- [The problem] Find the line containing "of the black". Return it and every line after it, unchanged, up to and including the last line.

- [Given information]
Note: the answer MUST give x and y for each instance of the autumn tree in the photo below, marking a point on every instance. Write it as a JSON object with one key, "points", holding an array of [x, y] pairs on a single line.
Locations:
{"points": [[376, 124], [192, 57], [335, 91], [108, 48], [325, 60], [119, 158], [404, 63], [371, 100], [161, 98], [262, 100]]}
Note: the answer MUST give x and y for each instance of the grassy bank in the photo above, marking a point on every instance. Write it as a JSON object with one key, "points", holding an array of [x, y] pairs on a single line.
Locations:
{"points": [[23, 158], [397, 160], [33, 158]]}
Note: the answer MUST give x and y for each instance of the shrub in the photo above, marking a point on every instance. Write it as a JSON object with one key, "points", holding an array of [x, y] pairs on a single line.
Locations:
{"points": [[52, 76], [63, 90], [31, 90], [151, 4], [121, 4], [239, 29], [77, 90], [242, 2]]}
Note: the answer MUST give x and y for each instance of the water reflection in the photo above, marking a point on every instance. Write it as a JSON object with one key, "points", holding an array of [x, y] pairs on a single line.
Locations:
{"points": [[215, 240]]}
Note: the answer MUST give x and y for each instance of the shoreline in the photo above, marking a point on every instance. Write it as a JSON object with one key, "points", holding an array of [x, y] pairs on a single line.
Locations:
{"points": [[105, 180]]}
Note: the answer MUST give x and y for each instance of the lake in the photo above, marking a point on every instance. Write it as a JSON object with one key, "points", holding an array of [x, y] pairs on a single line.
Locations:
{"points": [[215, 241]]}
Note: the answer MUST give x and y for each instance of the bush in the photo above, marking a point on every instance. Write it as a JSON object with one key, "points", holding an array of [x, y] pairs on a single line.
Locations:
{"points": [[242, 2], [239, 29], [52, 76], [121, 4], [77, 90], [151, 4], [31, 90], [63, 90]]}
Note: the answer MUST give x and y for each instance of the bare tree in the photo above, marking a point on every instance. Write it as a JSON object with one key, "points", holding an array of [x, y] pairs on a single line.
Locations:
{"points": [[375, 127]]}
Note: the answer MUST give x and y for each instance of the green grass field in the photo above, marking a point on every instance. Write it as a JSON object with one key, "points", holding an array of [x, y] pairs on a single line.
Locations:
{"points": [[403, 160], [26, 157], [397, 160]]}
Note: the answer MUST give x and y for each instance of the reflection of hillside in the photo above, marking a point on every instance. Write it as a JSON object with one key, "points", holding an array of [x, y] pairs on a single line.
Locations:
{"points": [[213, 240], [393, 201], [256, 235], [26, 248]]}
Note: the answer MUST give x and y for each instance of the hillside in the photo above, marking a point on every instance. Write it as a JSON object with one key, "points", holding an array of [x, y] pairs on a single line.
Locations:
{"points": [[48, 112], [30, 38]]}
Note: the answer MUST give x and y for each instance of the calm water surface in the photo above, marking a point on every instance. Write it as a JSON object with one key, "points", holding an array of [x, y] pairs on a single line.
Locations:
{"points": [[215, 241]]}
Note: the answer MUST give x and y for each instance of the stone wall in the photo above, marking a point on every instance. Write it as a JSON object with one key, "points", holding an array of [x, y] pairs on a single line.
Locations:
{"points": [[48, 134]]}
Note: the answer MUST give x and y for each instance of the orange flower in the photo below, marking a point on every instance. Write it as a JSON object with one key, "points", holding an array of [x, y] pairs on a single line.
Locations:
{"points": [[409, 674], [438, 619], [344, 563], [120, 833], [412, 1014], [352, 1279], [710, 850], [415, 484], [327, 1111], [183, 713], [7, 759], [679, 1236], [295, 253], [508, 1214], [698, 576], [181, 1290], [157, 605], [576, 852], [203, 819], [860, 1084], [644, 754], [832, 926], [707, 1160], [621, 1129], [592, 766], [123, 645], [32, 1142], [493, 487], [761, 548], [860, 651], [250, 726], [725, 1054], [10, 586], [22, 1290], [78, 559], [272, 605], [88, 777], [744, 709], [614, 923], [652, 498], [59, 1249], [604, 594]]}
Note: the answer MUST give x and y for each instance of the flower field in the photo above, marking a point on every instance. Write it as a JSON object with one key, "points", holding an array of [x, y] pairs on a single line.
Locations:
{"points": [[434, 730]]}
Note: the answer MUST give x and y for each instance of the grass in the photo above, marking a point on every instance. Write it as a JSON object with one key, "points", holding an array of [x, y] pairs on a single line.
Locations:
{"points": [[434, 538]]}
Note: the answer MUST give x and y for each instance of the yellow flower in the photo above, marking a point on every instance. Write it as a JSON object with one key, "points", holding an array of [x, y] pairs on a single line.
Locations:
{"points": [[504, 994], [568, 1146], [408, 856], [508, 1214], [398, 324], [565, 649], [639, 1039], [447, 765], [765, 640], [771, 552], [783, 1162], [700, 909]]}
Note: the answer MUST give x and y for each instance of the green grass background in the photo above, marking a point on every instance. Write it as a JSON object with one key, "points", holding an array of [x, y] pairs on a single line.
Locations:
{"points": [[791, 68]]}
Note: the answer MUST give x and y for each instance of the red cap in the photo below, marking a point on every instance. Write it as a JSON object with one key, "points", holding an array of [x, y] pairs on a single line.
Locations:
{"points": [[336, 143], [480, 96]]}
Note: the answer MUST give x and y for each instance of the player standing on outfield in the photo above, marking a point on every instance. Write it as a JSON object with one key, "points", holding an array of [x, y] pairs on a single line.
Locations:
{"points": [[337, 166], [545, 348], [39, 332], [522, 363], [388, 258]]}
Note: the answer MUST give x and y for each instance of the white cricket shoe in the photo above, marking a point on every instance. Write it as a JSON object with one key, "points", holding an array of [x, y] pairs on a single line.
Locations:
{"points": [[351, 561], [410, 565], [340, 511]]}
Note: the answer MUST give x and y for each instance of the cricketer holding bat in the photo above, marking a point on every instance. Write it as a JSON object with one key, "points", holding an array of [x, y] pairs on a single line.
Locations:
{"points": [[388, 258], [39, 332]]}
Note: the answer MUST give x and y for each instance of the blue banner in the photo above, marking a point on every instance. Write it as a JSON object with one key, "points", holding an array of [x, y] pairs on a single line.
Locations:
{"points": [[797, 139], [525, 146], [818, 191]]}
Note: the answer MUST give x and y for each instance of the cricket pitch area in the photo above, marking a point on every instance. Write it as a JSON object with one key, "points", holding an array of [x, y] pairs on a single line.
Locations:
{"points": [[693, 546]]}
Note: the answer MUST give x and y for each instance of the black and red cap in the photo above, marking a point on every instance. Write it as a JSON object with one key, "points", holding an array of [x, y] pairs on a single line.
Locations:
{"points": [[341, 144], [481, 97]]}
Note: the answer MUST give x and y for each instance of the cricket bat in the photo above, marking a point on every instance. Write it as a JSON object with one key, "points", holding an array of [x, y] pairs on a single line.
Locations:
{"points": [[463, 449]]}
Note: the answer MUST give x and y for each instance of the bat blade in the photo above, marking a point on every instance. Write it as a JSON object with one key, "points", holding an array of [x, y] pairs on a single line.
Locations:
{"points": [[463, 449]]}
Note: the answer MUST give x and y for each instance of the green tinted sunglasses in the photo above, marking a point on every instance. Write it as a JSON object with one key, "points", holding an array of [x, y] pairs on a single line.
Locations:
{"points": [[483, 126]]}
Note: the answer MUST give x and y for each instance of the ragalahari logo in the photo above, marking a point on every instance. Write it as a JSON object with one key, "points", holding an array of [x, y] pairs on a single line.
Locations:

- [Response below]
Note: the answer MUST give x and y for each instance of the black and red cap in the photo above, marking a point on every instance. Write it as a JSON object with one key, "points", holding an array of [x, y] pairs on a single line.
Locations:
{"points": [[341, 144], [481, 97]]}
Note: the answer MUST give x and y for each instance of the cricket bat in the photo above, marking a point on every instance. Write it as a JSON object with one key, "points", holding an array of [x, y] pairs on a single line.
Locations:
{"points": [[463, 449]]}
Note: the answer MUST give x and y for each instance of the bat blade in the photo above, marking a point on every instance. Write it as a JSON object with one key, "points", holding an array of [x, y] pairs on a single line.
Locations:
{"points": [[463, 449]]}
Note: the answer MUST give x and y for each instance of the green tinted sunglasses in the photo above, marking a point on every instance. Write it as a JSON object with one key, "points", holding an array of [x, y] pairs on a single line.
Locations:
{"points": [[483, 126]]}
Note: the answer MUST give x and y for each instance of the ragalahari logo in the photo above, marking a point on every instance. Write it as a JSON object with one key, "points", holding an array of [x, y] pairs on a single line.
Locations:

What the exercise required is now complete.